→ Explore the material:
#1 Please translate this sentence from the account of planting a church and entering treatment into Spanish: "When I entered Rogers Memorial Hospital I was diagnosed as a severe depressive with a secondary anxiety disorder."
#2 Continue the account of planting a church and entering treatment, picking up after its final sentence.

→ Supplied text:
+ + + + + + +

I used to joke about two endings that were possible as we endeavored to plant this church. In one scenario I would be curled up in a fetal position at the end of my bed after a failed attempt at planting a church. In the other scenario I would see myself standing before a church that did not exist before. I never thought that I would experience both those scenarios at the same time! On July 20th, 2015 I, Fr. Tony Bleything, entered Rogers Memorial Hospital’s residential treatment program for mental health and substance abuse.
You may be thinking; “Wait…what?” or, “Rehab, you were planting a church weren’t you?” This is where the fetal position scenario comes into play. One year after getting honest about my battles with my church leadership and others close to me my, I found myself right where I started, except a lot worse. It wasn’t the drinking really, though I did relapse two times over that year, it was my emotional health.
When I entered Rogers Memorial Hospital I was diagnosed as a severe depressive with a secondary anxiety disorder. In layman’s terms, burnt out. I was at Rogers for 40 days (crazy right?). Those 40 days of wilderness were the hardest thing my family has yet to face. It devastated my wife, my kids, my friends, and my church. By my second week at Rogers, I had to come to terms with the possibility of losing my marriage, my vocation, and my community all because of my actions. But, praise be to God, this is where the scenario of standing in front of a church that didn’t exist before comes in (Remember…I said that before).

+ + + + + + +

→ Material supplied:
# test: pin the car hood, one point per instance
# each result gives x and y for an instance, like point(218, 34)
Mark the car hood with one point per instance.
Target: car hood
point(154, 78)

+ + + + + + +

→ Results:
#1 Cuando ingresé en el Rogers Memorial Hospital, me diagnosticaron como depresivo severo con un trastorno de ansiedad secundario.

#2
From the very beginning of my, let’s call it a meltdown, my family and I were very transparent. Though I was not there the day my associate read a letter to the congregation written by my wife and I, it was relayed to me that it was very powerful service. Lots of prayers were said, lots of tears were shed, and people left hopeful. One parishioner said that the “Grace of God felt palpable.”
Through it all, my Bishop (The Right Rev. Dr. Todd Hunter) and my diocese (C4SO) were an incredible support system. The Diocese gave extra to our church to help my associate devote more time in my absence. They provided a priest with a Doctorate in Pyschology as my pastoral care person, and the made regular visits to come and see us throughout my time away. The most powerful thing to hear was; “You are the rector of this community, we want to help you get healthy and see you fully restored to the congregation.”
I did not return to the congregation in a full time capacity for six months so that I could take time to restore broken relationships with my family and my community. I celebrated Eucharist for the first time on Christmas eve of 2015. During my time away I had many one on one meetings with my parishioners. They were hard meetings, but good. Lots of tears were shed, many were able to freely express their anger, betrayal, frustration, and sadness they experienced because of my behavior. In the end, we experienced true reconciliation, mercy and grace because of these meetings.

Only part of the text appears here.